Excerpts from a point labeling dataset
=-=-=

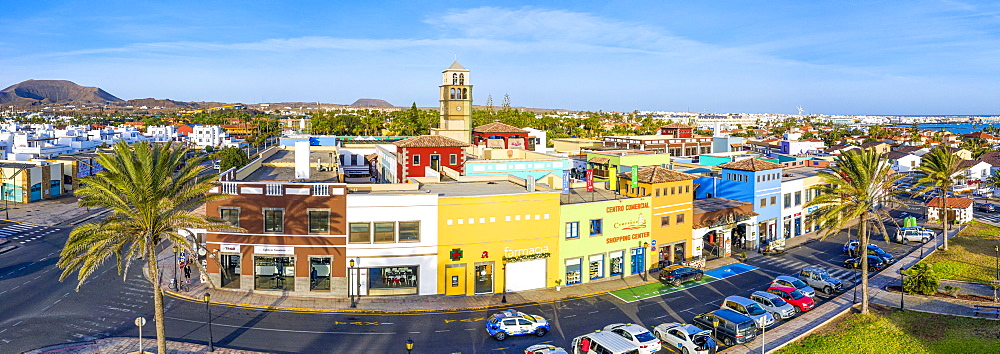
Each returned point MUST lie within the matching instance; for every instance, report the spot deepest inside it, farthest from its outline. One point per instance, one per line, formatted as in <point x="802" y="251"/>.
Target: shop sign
<point x="525" y="254"/>
<point x="274" y="249"/>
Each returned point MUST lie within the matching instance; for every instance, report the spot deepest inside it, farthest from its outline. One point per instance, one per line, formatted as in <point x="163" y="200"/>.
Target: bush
<point x="921" y="280"/>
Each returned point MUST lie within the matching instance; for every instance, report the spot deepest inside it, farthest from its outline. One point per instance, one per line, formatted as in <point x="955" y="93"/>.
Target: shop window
<point x="385" y="232"/>
<point x="230" y="215"/>
<point x="360" y="232"/>
<point x="617" y="262"/>
<point x="319" y="221"/>
<point x="274" y="220"/>
<point x="274" y="272"/>
<point x="319" y="273"/>
<point x="596" y="227"/>
<point x="409" y="231"/>
<point x="596" y="267"/>
<point x="573" y="271"/>
<point x="573" y="229"/>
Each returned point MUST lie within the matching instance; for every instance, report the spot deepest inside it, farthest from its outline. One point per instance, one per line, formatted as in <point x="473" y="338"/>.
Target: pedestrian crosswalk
<point x="789" y="266"/>
<point x="23" y="233"/>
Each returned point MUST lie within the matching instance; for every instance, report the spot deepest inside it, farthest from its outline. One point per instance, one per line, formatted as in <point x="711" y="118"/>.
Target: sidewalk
<point x="129" y="345"/>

=-=-=

[Instruction] Copy all of the records above, requests included, and scale every x and y coordinate in the answer points by 1.1, rounding to whole numbers with halves rounded up. Leave the sample points inside the requests unchanged, and leave out the pictures.

[Finished exercise]
Each returned point MUST lie within the matching instance; for every instance, report the spot deepest inside it, farthest from its outline. One point per instance, one per line, formatted as in <point x="802" y="251"/>.
Target: shop sign
<point x="578" y="279"/>
<point x="301" y="274"/>
Each returned point MUST lie within the matching instance; for every instance, report the spot deepest inside it, farthest from its outline. One point per instance, one per line, formatted as in <point x="163" y="200"/>.
Target: bush
<point x="1013" y="308"/>
Each returned point MUST lie within the matching instance; for every instance, report the spot deepest inside it, farthest from its outline. One point per instance, one per line, formatted as in <point x="955" y="93"/>.
Target: shop window
<point x="424" y="255"/>
<point x="253" y="237"/>
<point x="396" y="255"/>
<point x="679" y="288"/>
<point x="351" y="243"/>
<point x="301" y="242"/>
<point x="301" y="299"/>
<point x="351" y="300"/>
<point x="656" y="250"/>
<point x="450" y="254"/>
<point x="656" y="294"/>
<point x="630" y="298"/>
<point x="630" y="252"/>
Each returned point MUST lie within the matching instance; for every instance, report the spot deepest inside it, farthest from its outline. One point per instance, one per line, formatted as in <point x="473" y="338"/>.
Target: pedestrian crosswalk
<point x="868" y="293"/>
<point x="25" y="256"/>
Each returned point MUST lie within the matching instance; for every instance, report the spot deepest inside it, farthest from its outline. One point per instance, one per line, formatted as in <point x="711" y="118"/>.
Target: sidewalk
<point x="142" y="380"/>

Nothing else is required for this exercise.